BEGIN Listed entries

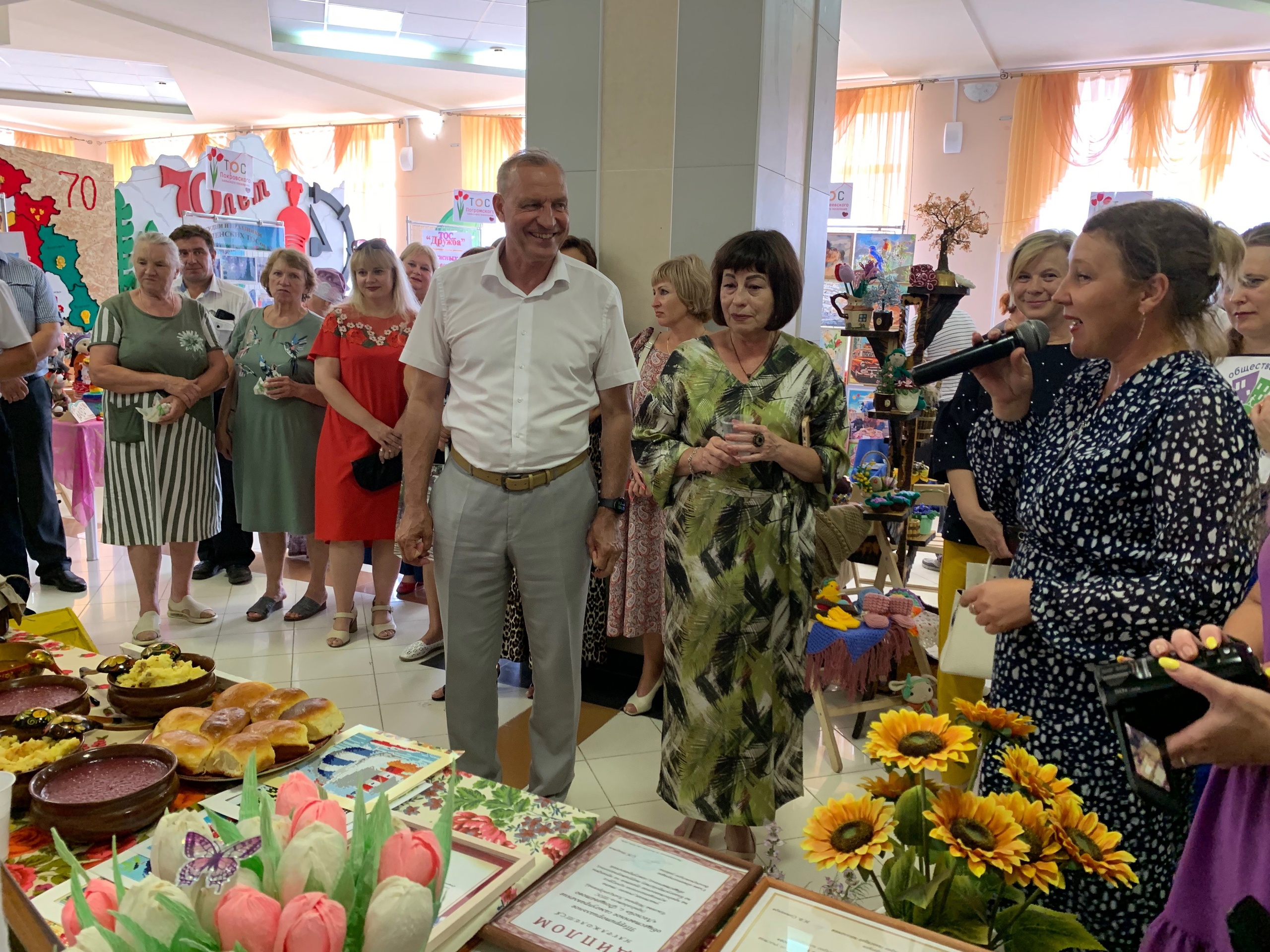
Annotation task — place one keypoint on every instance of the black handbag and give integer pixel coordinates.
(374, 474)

END Listed entries
BEGIN Listed entries

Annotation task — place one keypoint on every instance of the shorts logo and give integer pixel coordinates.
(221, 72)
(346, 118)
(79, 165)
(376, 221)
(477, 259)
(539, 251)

END Listed entries
BEGIN Listed entries

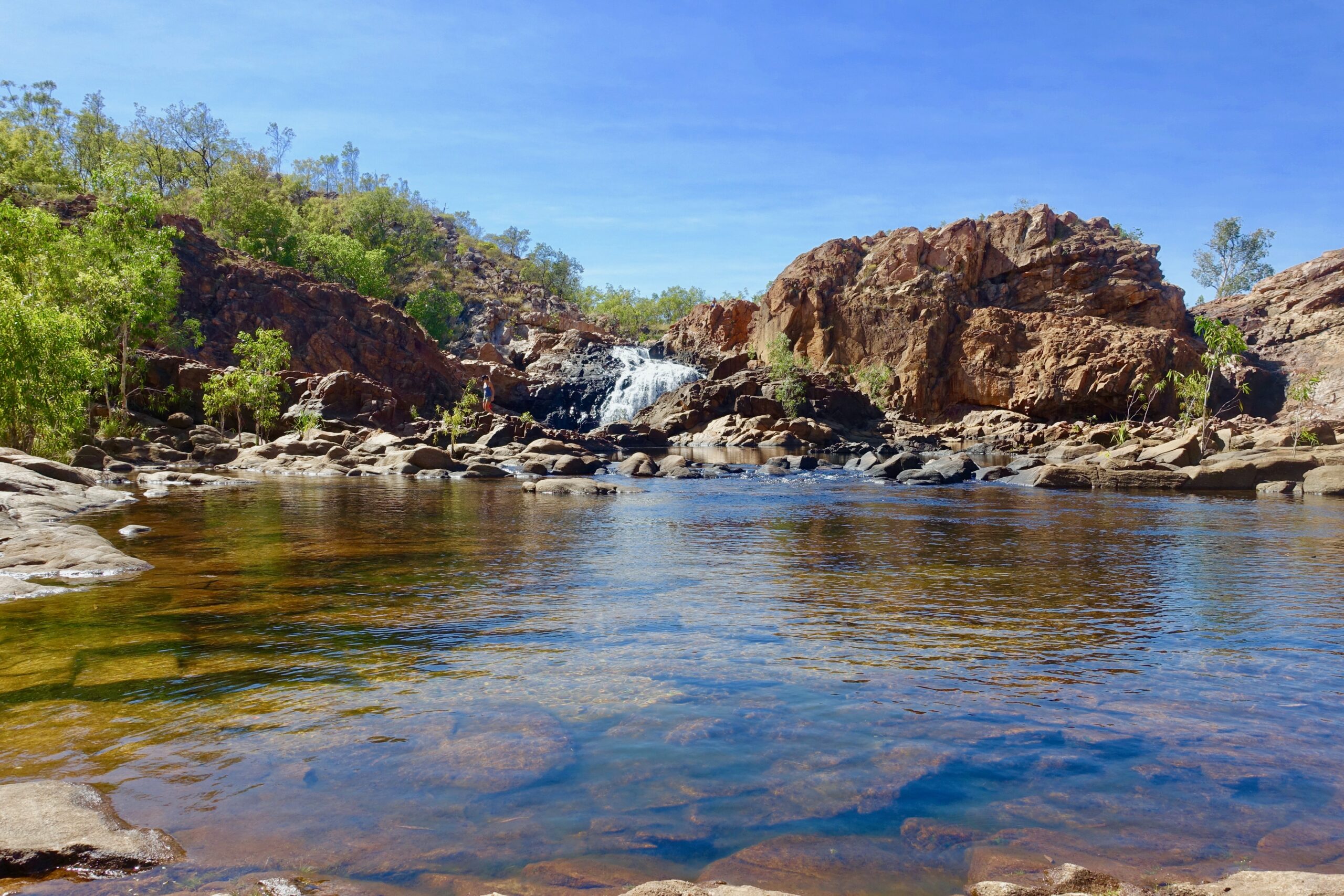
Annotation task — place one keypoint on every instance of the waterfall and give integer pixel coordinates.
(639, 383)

END Listed entries

- **Stated goal**
How many lines in the material above contain the string "give"? Reply with the number alone.

- **Solution for this problem**
3